(Given information)
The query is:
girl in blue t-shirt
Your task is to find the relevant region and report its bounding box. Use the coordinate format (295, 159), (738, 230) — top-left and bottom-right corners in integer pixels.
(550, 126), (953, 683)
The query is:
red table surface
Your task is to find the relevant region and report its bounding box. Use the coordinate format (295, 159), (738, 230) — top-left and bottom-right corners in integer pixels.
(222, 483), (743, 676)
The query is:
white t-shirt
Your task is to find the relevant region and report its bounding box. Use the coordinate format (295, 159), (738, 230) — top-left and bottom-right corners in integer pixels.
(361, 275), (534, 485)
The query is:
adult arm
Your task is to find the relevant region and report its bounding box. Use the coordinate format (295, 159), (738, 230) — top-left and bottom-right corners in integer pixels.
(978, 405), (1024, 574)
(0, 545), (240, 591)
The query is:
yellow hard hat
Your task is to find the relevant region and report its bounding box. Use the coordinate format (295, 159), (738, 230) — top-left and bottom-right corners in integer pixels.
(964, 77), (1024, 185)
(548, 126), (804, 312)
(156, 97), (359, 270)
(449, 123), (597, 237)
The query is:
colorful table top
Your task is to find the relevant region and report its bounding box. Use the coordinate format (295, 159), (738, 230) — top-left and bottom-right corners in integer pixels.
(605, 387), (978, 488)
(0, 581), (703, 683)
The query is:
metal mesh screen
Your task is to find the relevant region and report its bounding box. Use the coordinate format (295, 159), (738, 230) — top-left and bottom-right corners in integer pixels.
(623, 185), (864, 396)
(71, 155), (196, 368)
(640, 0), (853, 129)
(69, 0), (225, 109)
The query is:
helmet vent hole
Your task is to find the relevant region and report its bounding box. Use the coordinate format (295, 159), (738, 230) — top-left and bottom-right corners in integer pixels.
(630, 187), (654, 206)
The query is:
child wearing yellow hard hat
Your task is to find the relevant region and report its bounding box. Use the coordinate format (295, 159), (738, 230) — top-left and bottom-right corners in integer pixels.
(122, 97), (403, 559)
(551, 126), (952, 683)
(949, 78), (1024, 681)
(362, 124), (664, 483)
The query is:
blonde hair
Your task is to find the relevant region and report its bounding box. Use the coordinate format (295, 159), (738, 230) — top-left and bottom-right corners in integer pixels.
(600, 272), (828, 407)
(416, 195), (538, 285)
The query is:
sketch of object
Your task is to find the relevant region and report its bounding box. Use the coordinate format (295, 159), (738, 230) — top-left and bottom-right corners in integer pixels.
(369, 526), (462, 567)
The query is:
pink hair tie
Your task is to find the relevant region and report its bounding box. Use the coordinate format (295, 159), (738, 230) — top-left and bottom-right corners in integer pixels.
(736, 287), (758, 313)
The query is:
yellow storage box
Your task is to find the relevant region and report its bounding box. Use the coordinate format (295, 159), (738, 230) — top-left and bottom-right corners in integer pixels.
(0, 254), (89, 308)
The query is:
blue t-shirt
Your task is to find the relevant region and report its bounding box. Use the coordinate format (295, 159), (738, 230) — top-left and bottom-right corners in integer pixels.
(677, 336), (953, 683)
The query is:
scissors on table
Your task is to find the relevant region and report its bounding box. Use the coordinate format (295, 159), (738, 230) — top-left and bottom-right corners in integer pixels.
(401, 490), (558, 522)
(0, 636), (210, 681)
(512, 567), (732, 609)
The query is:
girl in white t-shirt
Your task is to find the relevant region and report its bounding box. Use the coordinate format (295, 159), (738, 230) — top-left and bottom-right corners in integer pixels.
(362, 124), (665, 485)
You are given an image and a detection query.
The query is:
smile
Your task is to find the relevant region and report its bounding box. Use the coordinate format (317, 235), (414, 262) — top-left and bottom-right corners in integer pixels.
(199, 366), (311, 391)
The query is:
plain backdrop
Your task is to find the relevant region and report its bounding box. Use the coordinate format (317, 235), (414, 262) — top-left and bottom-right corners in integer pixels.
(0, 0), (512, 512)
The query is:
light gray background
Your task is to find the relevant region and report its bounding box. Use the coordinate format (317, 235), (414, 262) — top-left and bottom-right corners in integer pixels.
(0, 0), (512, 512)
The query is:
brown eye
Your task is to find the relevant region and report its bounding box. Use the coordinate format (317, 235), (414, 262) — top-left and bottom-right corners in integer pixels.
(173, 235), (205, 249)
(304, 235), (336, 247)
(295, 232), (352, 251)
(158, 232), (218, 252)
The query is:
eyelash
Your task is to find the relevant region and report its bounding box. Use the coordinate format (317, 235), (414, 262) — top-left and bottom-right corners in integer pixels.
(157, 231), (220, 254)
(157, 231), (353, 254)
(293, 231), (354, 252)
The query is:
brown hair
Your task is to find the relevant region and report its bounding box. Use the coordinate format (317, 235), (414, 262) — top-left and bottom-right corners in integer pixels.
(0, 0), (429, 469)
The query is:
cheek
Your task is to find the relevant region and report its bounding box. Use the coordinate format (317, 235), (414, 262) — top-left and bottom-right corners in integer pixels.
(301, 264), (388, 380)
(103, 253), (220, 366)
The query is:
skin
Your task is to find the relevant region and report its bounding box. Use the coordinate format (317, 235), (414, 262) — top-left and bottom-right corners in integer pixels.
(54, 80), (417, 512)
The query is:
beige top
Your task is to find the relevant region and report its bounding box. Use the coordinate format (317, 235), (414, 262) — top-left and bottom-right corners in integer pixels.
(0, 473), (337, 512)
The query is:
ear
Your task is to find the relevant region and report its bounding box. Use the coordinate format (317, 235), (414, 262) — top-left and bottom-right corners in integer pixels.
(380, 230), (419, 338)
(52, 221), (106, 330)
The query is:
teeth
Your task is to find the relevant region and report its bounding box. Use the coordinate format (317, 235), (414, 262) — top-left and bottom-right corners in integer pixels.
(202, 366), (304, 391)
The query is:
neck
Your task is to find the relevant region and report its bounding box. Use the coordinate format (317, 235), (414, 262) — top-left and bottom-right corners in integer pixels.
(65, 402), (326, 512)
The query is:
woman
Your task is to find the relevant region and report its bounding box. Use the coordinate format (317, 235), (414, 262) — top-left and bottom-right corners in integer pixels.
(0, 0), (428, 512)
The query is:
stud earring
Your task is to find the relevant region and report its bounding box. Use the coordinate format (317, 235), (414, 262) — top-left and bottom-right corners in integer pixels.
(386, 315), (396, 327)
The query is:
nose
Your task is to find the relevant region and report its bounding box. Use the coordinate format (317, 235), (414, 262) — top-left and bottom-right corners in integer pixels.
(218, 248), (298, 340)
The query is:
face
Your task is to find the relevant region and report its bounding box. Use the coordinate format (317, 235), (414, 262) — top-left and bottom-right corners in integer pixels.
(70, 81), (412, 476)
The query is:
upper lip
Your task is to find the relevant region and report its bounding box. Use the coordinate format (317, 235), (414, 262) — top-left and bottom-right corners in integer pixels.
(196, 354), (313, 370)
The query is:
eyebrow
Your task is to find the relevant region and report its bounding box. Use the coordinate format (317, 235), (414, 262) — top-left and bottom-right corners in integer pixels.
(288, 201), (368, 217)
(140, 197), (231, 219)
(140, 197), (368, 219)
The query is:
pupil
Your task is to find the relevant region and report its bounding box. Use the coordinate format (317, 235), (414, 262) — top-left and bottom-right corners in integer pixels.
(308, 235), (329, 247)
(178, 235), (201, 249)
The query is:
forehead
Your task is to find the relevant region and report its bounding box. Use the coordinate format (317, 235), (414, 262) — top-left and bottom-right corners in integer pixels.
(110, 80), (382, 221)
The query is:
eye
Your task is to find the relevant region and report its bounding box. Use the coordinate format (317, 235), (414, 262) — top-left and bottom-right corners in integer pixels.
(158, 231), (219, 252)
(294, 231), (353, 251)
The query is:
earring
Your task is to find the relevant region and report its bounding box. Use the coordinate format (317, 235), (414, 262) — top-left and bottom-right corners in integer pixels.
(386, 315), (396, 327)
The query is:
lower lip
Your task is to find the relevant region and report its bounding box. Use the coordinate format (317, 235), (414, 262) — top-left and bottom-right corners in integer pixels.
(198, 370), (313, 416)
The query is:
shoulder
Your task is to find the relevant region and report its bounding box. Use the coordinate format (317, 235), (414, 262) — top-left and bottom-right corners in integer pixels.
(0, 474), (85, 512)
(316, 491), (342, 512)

(Task requirements) Reproduce the data from its start through the line containing "(69, 0), (225, 109)", swapping "query" for "prompt" and leaving everything else unchanged.

(Reply)
The prompt is:
girl in blue t-shirt
Your task is to find the relevant region and report its bounding box. Use the coordinate format (295, 159), (738, 230) — top-left and bottom-right corners in integer pixels.
(550, 126), (953, 683)
The prompt is:
red table surface
Your task is to find the relevant region and report its bounding box. Use the coordinate format (295, 159), (738, 230) — top-left and bottom-right corners in integer pixels.
(222, 483), (743, 676)
The prompt is:
white t-shirt
Your task is to find the relevant region and report its bounding box. Use the coordinate format (295, 159), (738, 230) — top-left and bottom-right corners in integer pixels.
(361, 275), (534, 485)
The prompt is:
adult arm
Your task is to find the relevant region and report its bounding box. Use the coordinate format (295, 159), (738, 230) — top-left and bottom-right corners in integer pixels.
(978, 405), (1024, 574)
(0, 545), (240, 591)
The prompt is:
yellow hard hat
Your task is to find the relevant region and report its bounding box. Use the coordinate format (295, 159), (738, 230) — top-left and bottom-right corners in integer pixels.
(964, 77), (1024, 185)
(548, 126), (804, 312)
(156, 97), (359, 270)
(449, 123), (597, 237)
The prompt is:
colorful table top
Your task is to find the relevant region and report its bounding box. Use the coordinate format (295, 159), (738, 230) — top-left and bottom-right corners in integer pixels.
(605, 387), (978, 488)
(0, 581), (703, 683)
The prompt is:
metal mesh screen
Your task is to find the relevant region and report its bounding box. Use the coordinate format (295, 159), (738, 230) — top-left and bottom-right corners in integer pixels.
(623, 185), (864, 396)
(71, 155), (196, 368)
(640, 0), (853, 129)
(69, 0), (225, 109)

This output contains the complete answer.